• [Exercise materials]:
╔══
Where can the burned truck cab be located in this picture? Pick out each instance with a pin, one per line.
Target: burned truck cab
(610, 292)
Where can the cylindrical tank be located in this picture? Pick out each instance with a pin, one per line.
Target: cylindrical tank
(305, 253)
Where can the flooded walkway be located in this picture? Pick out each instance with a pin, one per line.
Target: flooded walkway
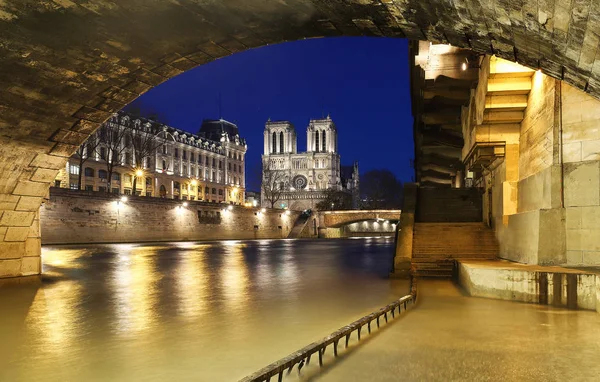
╚══
Copy out the records word for word, starting at the line that contains "Where can the cylindrical" and ending at the end of the records. Omit the pictures from your copy.

• [Answer to the task]:
Where can the cylindrical tank be located in this picture? Pick out each instance with a pin, one per line.
Target: cylindrical tank
(305, 253)
Where can the flooded walkway be located in this picture? Pick out each instance with a pin, one per line.
Target: flooded walkway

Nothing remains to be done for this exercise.